I could use the same adjectives to describe last Saturday's game that dropped on my buddies as we conferred afterwards. But since this is a family website, I'll refrain.
Where does Stanford football's stinkbomb of a finale put the program? Where do they go from here? What happens now? To be honest, I don't know. But I do know this much: this program is at a major crossroads, one that will alter the course of Stanford football's foreseeable future no matter which road is taken.
Entering this season, I looked into my crystal ball and saw Stanford winning four, maybe five games. Maybe even six if everything shook out and all the breaks fell the Card's way. I saw the defense holding on for dear life while the offense tried to find itself. I worried about the youth and inexperience of the offensive line.
Looking at the season's results at face value, I guess things went about the way I expected them to. But the way this team finished with a four-win season is deflating. If the Card had competed but just come up short against a better Oregon State team, a better cal team, and an equally-talented (if not less-talented) Notre Dame team, things would be different.
But that finish unfortunately wiped out any perceived progress this team had made. Stanford finished two games better than they did in 2002, but right now it sure doesn't feel like it.

=-=-=-=-=

- [Instructions]
1. Answer these questions about the Stanford football column.
(a) How many games did the writer expect Stanford to win when the season began?
(b) How many more games did Stanford win this season than in 2002?
(c) What concerned the writer about the offensive line?
2. Rewrite the Stanford football column from "I could use" to "website, I'll refrain.", changing "buddies" to "friends".
3. Carry the Stanford football column forward from its final sentence.

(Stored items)
=-=-=-=-=

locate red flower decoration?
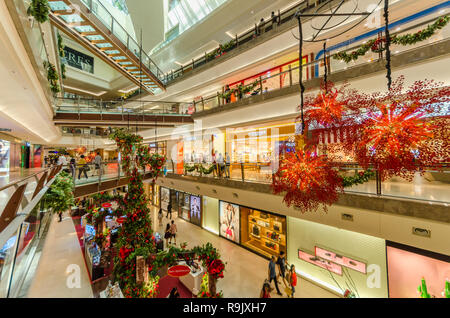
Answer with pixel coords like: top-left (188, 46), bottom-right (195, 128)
top-left (346, 77), bottom-right (450, 180)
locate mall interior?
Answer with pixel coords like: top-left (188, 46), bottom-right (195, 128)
top-left (0, 0), bottom-right (450, 298)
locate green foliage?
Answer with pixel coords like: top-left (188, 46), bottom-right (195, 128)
top-left (27, 0), bottom-right (50, 23)
top-left (333, 16), bottom-right (450, 63)
top-left (43, 171), bottom-right (74, 213)
top-left (219, 80), bottom-right (260, 99)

=-=-=-=-=

- [Results by task]
1.
(a) Four, maybe five, and possibly six if all the breaks fell the Card's way.
(b) Two games.
(c) Its youth and inexperience.

2.
I could use the same adjectives to describe last Saturday's game that dropped on my friends as we conferred afterwards. But since this is a family website, I'll refrain.

3.
That's not to say that the season was devoid of pleasant surprises, because it wasn't. Save for the loss of Brian Head, the offensive line stayed relatively healthy, which allowed the youngsters to gain plenty of precious game experience. Mark Bradford is a superstar in the making. Greg Camarillo is perhaps the very embodiment of what collegiate athletics is all about.
Amon Gordon turned in some dominating performances, and Babatunde Oshinowo had his moments, too. Nick Frank could be a mainstay up front. Jon Alston became one of my favorite defenders to watch because he was good for at least one big hit per game. Michael Craven grew up right before our very eyes. Oshiomogho Atogwe held it down in the secondary. Eric Johnson had a fine, fine season.
And while Ted Leland's pregame comments that this program is in better shape now than it was before drew some scoffs and jeers, I think that he's mostly right. There is no question that this program's infrastructure is far superior to what had been previously in place. This is especially true in the recruiting department. I can't wait to see what magic Buddy Teevens may be able to work this winter.
Yes, there are actually some real live positives when it comes to Stanford football at the end of the 2003 season. But there is also one inescapable conclusion. To steal the line from Apollo Creed in Rocky III: "THERE IS NO TOMORROW ! THERE IS NO TOMORROW!"
Folks, we are in perhaps the most critical time in the program's history. And I'm not just talking about what's happening on the field, either. With each loss that piles up, Stanford risks falling deeper and deeper into grave danger.
I don't need convincing that Stanford has a global reputation that is unmatched anywhere. You don't need to tell me that Stanford football has an enviable tradition and can be a consistently great program. I already know that there are few finer places to be on gameday than on The Farm. And if you're reading this, chances are you don't need to be sold on any of that either.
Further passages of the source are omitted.